▶ [GIVEN TEXT]:
********************
Figure 3.. HDX-MS mapping of membrane interactions with the ULK1 complex.

(A–C) Difference of Hydrogen Deuterium Exchange percentages of the ATG13 (A), ATG101 (B) and FIP200 (C) in ULK1 complex vs in ULK1 complex with POPS/POPI SUV at the 60 s time point. All values are mean (Blue) ± SD (Grey). N = 3 replicates. (D) Liposome sedimentation assay of FIP200 truncations alone with POPS/POPI and POPC/POPE SUVs. Results were visualized by SDS-PAGE and Coomassie blue staining with the supernatant fractions (S) and pellet fractions (P).

Figure 4.. Reconstitution of NDP52-stimulated membrane binding of the ULK1 complex.
********************
Continue the figure captions on the ULK1 complex, starting after the title of Figure 4.

▶ [EXTRACTED MATERIAL]:
********************
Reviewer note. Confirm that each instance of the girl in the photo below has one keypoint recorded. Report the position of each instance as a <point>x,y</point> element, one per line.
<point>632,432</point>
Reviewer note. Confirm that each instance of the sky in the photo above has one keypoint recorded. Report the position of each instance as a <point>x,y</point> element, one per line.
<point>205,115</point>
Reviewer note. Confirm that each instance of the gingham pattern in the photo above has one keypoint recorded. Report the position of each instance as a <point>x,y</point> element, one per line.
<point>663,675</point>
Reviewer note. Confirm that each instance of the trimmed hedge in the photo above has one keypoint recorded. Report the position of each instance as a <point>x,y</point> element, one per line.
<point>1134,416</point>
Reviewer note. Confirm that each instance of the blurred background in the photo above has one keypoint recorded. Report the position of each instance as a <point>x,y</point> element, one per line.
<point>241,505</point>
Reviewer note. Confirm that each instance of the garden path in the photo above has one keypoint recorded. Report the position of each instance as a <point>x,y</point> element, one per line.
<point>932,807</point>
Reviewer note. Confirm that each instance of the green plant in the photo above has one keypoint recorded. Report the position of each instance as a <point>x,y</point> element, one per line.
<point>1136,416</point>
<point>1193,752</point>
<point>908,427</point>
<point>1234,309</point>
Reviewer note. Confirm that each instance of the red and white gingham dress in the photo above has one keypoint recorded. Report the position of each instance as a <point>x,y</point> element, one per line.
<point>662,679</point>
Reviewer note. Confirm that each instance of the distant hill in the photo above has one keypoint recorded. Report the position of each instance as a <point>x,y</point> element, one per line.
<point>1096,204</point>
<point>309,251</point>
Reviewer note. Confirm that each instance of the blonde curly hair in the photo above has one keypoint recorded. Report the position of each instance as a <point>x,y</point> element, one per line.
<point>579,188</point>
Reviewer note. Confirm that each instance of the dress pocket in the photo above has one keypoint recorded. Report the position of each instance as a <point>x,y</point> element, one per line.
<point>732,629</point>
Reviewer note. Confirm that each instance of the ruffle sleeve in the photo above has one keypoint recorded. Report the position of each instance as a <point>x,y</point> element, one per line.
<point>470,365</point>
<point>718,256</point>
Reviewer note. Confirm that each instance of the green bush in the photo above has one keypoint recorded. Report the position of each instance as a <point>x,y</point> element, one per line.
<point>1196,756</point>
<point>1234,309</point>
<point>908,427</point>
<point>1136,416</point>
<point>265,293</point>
********************
▶ [OUTPUT OF THE EXERCISE]:
The schematic drawing illustrates the reaction setting. Colors indicate fluorescent protein fused components. Components in gray are not labeled but are present in the reaction mix. (A) Representative confocal micrographs showing the membrane recruitment of GFP-FIP200. GFP-FIP200 mixed with His-NDP52 or GST-NDP52 was incubated with GUVs, either in the absence or presence of GST-4xUb at room temperature. GFP-FIP200 alone or mixed with GST-4xUb was also incubated with GUVs at room temperature as controls. Images taken at indicated time points were shown. Scale bars, 10 µm. (B) Quantitation of the kinetics of FIP200 recruitment to the membrane from individual GUV tracing in A (means ± SDs; N = 51 (-); 51 (His-NDP52); 48 (GST-NDP52); 53 (GST-4xUb); 72 (GST-4xUb+ His-NDP52); 57 (GST-4xUb+ GST-NDP52)). (C) Representative confocal micrographs showing the membrane recruitment of GFP-ULK1 complex. GFP-ULK1 complex alone or mixed with His-NDP52 or GST-NDP52 in the presence of GST-4xUb was incubated with GUVs at room temperature. Images taken at indicated time points were shown. Scale bars, 10 µm. (D) Quantitation of the kinetics of ULK1 complex recruitment to the membrane from individual GUV tracing in C (means ± SDs; N = 54 (-); 47 (GST-4xUb+ His-NDP52); 49 (GST-4xUb+ GST-NDP52)).

Figure 5.. NDP52 allosterically activates membrane association of the ULK1 complex.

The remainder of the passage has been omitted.